Textauszug
· · · · · · ·
Derzeit steigen jedoch die Staatsschulden aufgrund der hohen Primärdefizite weiter an und die US-Notenbank ist in einem Leitzinssenkungszyklus. Am Mittwoch dürfte sie ihn auf ein Niveau zwischen 3,5 und 3,75 Prozent senken. Zwei weitere Leitzinssenkungen dürften folgen. Damit könnte der Leitzins im Jahresverlauf unterhalb der Inflation fallen, was ein vergleichbares Szenario wie in der Türkei im Jahr 2021 wäre. Die Folge wäre eine deutliche Abwertung des US-Dollars und perspektivisch eine merklich steigende Inflation. Sollte sich die US-Notenbank aber den Wünschen des US-Präsidenten Donald Trump widersetzen und den Leitzins stabil hoch belassen, müsste sich der US-Staat über die Zeit immer mehr Geld leihen, um die erheblich steigenden Zinsen finanzieren zu können. Es würde eine Schuldenspirale entstehen. Für die USA gibt es nur ein positives Szenario: Sparen.
· · · · · · ·
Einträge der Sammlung
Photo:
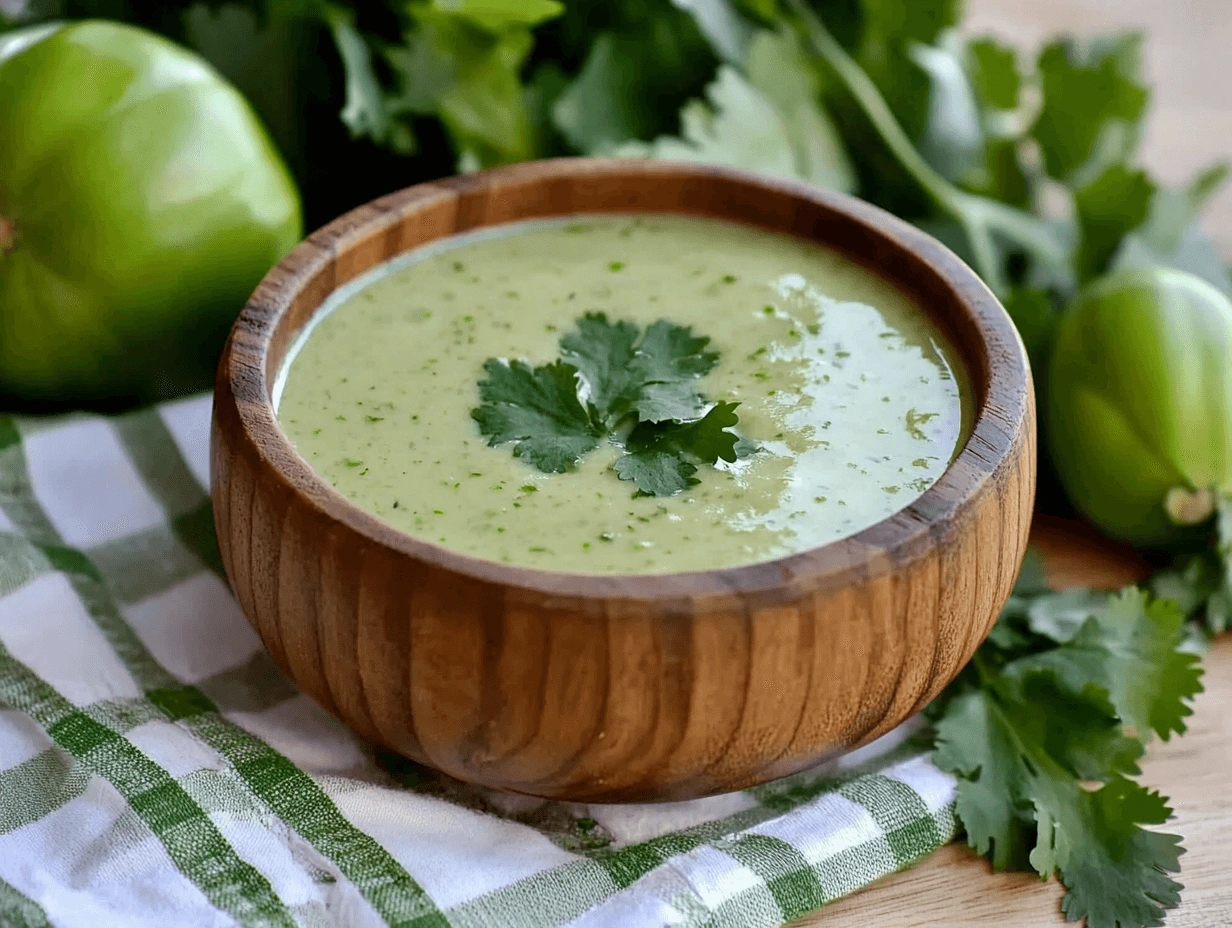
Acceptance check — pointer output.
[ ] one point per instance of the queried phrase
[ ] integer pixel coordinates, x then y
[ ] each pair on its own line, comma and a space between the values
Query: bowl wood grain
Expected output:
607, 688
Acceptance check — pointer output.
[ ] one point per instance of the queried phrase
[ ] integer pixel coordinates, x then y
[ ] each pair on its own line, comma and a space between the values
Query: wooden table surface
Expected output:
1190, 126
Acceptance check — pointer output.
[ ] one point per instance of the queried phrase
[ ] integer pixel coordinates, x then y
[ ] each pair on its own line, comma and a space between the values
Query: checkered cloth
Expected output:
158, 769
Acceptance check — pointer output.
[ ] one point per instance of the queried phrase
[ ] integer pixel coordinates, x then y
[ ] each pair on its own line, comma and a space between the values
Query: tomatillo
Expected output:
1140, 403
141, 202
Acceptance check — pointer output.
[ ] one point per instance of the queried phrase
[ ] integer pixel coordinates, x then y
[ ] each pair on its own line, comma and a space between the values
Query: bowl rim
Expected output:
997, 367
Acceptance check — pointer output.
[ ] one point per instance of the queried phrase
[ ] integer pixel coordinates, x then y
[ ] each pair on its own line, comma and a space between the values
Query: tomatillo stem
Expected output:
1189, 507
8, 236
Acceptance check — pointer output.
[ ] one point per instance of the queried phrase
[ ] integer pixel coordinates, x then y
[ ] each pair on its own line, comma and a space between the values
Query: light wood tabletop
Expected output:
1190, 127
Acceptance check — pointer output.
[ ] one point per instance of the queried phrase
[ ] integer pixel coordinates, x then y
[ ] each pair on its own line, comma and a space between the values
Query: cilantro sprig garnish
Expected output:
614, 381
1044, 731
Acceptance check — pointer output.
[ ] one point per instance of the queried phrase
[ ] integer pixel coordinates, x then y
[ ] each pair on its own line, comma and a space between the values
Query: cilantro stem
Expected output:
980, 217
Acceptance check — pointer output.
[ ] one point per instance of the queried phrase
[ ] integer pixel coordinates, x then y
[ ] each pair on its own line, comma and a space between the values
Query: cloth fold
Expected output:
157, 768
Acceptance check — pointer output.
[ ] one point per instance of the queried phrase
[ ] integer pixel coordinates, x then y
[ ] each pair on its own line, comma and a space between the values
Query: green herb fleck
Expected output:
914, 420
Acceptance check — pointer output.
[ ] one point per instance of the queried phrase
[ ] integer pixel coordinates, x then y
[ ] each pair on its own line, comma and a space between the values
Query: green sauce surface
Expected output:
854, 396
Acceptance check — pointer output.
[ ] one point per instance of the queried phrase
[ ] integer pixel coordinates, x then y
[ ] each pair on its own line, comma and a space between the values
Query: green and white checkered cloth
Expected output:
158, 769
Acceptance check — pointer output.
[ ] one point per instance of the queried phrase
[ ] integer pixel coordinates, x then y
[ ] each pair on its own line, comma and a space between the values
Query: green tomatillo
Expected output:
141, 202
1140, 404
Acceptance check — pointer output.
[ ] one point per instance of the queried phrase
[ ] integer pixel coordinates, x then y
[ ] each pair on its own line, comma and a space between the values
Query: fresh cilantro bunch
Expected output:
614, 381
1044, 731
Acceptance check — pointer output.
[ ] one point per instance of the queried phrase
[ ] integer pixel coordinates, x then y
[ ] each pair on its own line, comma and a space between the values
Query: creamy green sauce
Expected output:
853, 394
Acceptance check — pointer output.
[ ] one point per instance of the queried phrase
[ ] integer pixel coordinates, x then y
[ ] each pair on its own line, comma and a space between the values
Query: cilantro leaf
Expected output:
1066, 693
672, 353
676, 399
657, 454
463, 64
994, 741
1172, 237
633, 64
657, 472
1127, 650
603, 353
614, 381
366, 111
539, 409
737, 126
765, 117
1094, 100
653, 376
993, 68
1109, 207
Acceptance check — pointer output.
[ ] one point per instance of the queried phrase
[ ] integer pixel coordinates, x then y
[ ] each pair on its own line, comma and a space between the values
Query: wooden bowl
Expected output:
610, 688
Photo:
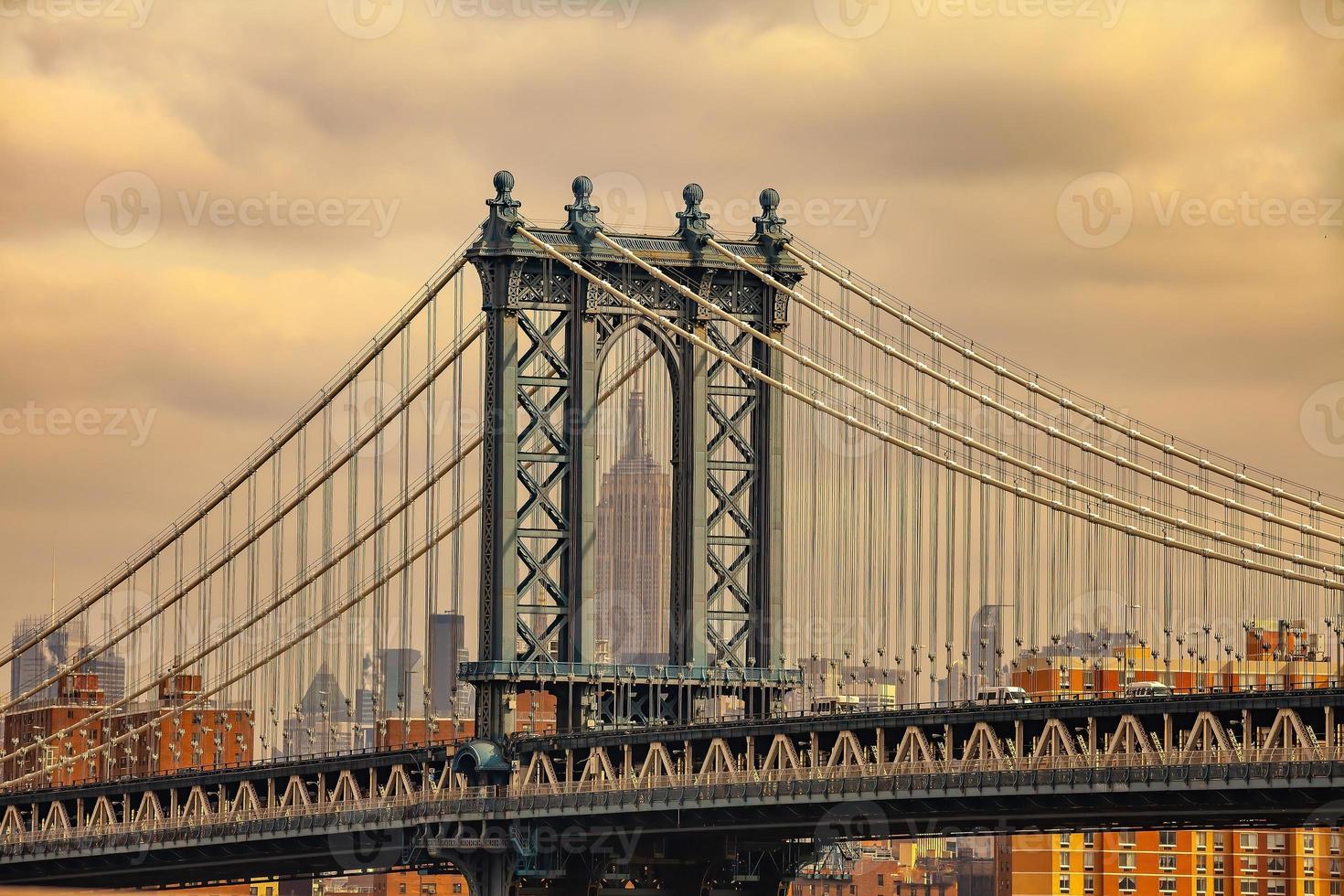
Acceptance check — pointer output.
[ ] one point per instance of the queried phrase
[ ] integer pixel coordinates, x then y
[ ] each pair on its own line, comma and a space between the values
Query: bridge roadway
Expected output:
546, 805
· · · · · · ·
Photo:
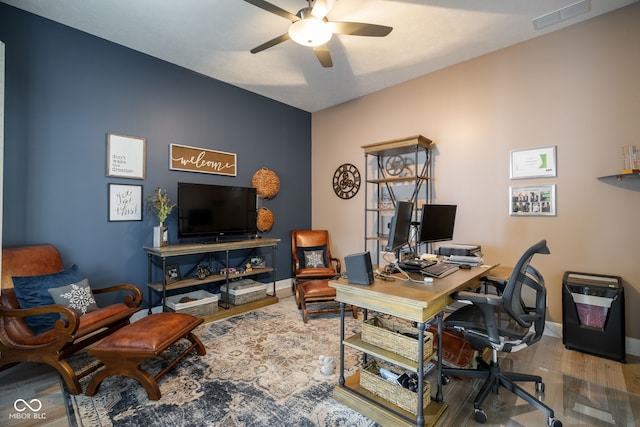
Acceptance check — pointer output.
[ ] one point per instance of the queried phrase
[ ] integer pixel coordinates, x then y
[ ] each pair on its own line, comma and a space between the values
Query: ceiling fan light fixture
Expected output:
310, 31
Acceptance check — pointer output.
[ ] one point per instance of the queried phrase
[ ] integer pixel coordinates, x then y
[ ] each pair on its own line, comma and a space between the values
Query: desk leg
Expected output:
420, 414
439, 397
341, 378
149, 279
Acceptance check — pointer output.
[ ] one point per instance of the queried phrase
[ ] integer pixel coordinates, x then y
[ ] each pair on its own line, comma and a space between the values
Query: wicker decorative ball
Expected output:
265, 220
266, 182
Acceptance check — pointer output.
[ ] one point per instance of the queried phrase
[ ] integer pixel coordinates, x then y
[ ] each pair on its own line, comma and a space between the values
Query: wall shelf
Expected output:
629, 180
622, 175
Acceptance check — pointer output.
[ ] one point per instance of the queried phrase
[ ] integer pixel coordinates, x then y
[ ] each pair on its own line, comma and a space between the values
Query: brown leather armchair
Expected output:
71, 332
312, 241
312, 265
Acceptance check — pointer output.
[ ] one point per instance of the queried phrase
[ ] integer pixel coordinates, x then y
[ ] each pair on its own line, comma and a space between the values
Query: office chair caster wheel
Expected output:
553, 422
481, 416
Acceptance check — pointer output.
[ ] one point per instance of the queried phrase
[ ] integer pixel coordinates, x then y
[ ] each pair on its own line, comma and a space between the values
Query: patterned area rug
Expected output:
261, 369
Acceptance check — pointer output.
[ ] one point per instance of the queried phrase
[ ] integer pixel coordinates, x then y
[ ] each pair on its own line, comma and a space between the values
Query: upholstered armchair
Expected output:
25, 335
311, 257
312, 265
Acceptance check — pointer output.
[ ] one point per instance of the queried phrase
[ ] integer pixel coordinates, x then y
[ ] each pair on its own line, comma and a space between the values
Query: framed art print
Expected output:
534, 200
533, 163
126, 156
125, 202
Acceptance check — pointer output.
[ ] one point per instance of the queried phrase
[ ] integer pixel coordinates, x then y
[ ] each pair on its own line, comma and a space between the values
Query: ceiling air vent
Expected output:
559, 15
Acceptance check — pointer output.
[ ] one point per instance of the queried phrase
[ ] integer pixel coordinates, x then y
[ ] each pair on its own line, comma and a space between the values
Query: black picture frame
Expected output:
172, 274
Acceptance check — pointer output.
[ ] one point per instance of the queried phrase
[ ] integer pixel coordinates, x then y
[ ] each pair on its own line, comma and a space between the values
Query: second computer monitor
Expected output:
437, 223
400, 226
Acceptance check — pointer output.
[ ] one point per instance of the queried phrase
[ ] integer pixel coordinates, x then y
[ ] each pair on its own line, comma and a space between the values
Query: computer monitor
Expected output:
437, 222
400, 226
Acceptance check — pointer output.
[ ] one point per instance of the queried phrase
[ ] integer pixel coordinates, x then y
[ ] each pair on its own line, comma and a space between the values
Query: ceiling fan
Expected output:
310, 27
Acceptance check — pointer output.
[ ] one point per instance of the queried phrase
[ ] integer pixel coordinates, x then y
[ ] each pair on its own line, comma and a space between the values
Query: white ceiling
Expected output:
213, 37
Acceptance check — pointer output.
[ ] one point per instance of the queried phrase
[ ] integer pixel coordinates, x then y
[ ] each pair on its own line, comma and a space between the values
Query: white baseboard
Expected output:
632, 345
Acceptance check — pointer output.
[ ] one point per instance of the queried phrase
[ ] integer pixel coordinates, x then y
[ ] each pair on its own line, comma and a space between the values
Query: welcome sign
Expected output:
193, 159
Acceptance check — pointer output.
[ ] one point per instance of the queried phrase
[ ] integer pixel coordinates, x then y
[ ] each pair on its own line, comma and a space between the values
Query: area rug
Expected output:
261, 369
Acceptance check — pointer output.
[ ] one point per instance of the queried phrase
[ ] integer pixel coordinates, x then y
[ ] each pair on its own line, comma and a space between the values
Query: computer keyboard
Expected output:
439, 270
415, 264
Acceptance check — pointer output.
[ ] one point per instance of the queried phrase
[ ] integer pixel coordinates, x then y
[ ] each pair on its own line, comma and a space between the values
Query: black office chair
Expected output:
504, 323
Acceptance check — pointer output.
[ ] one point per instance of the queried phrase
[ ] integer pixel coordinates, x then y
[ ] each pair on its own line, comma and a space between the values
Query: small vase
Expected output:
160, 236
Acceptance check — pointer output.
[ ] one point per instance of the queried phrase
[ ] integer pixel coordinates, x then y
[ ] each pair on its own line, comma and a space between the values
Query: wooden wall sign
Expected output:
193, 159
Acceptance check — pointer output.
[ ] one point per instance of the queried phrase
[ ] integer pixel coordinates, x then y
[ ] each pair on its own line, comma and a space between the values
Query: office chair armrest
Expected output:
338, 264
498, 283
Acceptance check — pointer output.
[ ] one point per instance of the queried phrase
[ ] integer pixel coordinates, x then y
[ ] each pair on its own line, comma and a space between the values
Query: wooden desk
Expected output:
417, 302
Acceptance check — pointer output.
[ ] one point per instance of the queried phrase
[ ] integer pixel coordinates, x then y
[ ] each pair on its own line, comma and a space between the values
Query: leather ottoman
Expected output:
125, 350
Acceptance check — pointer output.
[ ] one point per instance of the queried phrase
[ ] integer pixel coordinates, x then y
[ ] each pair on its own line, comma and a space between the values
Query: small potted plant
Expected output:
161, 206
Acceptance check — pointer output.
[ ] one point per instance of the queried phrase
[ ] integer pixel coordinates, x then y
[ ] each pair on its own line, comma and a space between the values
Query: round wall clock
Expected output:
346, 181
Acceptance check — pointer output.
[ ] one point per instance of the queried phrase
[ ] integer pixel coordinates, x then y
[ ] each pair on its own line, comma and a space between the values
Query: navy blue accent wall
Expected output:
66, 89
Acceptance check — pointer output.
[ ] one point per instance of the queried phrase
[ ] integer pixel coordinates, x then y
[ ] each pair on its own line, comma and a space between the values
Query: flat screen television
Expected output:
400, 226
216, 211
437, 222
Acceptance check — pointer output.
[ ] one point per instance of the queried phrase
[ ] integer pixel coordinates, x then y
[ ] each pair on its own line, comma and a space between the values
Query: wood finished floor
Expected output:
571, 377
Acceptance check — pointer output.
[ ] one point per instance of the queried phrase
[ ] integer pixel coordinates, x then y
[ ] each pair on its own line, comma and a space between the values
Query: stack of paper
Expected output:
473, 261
· · · · · · ·
Aufgabe 1
Erklären Sie in ein bis drei Sätzen, warum laut Textauszug eine Schuldenspirale entstünde, wenn die US-Notenbank den Leitzins stabil hoch belässt.
Aufgabe 2
Geben Sie die Stelle im Textauszug von "Derzeit steigen jedoch" bis "positives Szenario: Sparen." wortgetreu wieder.
Die Zeilen spielen hierfür keine Rolle.

Antwort 1
Bei einem stabil hohen Leitzins müsste sich der US-Staat über die Zeit immer mehr Geld leihen, um die erheblich steigenden Zinsen finanzieren zu können. Dadurch würde eine Schuldenspirale entstehen.

Antwort 2
Derzeit steigen jedoch die Staatsschulden aufgrund der hohen Primärdefizite weiter an und die US-Notenbank ist in einem Leitzinssenkungszyklus. Am Mittwoch dürfte sie ihn auf ein Niveau zwischen 3,5 und 3,75 Prozent senken. Zwei weitere Leitzinssenkungen dürften folgen. Damit könnte der Leitzins im Jahresverlauf unterhalb der Inflation fallen, was ein vergleichbares Szenario wie in der Türkei im Jahr 2021 wäre. Die Folge wäre eine deutliche Abwertung des US-Dollars und perspektivisch eine merklich steigende Inflation. Sollte sich die US-Notenbank aber den Wünschen des US-Präsidenten Donald Trump widersetzen und den Leitzins stabil hoch belassen, müsste sich der US-Staat über die Zeit immer mehr Geld leihen, um die erheblich steigenden Zinsen finanzieren zu können. Es würde eine Schuldenspirale entstehen. Für die USA gibt es nur ein positives Szenario: Sparen.